_Exercise instructions_
In the records below, find the line with "Target: wall sconce" and the line with "like point(437, 312).". Print both exactly, along with every line between them, and no other line.

_Exercise inputs_
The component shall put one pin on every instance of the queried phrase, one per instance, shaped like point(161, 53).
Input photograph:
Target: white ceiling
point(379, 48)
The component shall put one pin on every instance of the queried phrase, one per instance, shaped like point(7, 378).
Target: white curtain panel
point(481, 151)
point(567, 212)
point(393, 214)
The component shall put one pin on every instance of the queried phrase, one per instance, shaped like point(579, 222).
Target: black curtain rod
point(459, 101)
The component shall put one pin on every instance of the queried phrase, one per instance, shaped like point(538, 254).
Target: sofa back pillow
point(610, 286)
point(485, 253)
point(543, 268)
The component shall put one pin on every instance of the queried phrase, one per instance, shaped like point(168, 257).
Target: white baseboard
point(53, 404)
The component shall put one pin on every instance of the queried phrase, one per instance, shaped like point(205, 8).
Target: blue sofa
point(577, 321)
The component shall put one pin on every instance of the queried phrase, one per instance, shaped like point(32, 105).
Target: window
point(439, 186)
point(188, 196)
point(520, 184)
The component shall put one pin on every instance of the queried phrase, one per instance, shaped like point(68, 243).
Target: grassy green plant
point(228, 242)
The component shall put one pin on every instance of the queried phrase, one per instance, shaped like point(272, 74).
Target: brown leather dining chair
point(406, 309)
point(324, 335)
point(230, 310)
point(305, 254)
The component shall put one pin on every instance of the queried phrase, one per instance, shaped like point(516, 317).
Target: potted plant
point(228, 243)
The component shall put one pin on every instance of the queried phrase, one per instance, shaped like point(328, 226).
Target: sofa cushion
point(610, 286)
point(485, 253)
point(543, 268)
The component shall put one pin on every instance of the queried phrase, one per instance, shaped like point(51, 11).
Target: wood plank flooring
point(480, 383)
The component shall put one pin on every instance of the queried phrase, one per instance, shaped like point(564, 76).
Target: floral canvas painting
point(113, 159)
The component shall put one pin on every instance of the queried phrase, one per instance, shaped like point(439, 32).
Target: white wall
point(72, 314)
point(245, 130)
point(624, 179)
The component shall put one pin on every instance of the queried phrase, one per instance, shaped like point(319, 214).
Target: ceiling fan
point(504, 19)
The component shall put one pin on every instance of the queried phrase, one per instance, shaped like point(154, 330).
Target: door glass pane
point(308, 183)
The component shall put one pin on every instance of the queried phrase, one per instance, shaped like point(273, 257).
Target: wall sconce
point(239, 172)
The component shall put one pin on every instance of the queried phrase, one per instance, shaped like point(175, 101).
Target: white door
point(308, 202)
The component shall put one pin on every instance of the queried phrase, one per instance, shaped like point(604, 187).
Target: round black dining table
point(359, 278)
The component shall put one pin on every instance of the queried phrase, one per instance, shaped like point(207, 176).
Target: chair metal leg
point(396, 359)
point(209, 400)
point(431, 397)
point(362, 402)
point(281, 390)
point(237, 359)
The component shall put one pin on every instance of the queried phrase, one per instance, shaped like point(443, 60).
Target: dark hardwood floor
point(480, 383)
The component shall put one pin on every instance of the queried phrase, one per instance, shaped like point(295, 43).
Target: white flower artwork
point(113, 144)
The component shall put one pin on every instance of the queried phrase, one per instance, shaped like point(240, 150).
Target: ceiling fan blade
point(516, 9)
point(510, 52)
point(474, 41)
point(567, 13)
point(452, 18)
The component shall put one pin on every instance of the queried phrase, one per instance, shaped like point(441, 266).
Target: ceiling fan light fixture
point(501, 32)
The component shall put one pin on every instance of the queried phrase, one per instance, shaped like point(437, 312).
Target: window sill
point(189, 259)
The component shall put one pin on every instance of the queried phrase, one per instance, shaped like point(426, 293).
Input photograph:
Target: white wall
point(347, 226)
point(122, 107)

_Solution to this exercise_
Target: wall sconce
point(239, 172)
The component shall put one pin on every instance of the queried phrase, one per instance, shaped like point(175, 101).
Target: white door
point(308, 202)
The component shall put one pin on every instance of the queried phrase, one per instance, shaped like point(604, 187).
Target: round black dining table
point(359, 278)
The component shall put one pin on every instance of the queried phrase, one per instance, shaped like point(207, 176).
Target: chair metal leg
point(396, 359)
point(209, 400)
point(431, 397)
point(362, 402)
point(281, 390)
point(237, 359)
The component shall put one pin on every instance of the queried phrase, one per instance, shaped like point(443, 60).
Target: dark hardwood floor
point(480, 383)
The component shall put one pin on every instance of the queried phrase, one per instance, shaped like point(295, 43).
Target: white flower artwork
point(113, 144)
The component shall put one pin on every instance of the queried phrase, one per instance, shaped like point(240, 150).
Target: ceiling fan blade
point(516, 9)
point(510, 52)
point(474, 41)
point(567, 13)
point(452, 18)
The component shall put one pin on every instance of the queried phrase, one per instance, shaped like point(441, 266).
Target: ceiling fan light fixture
point(501, 32)
The component shall put one pin on every instance of the queried phrase, one per instance, shaped like point(437, 312).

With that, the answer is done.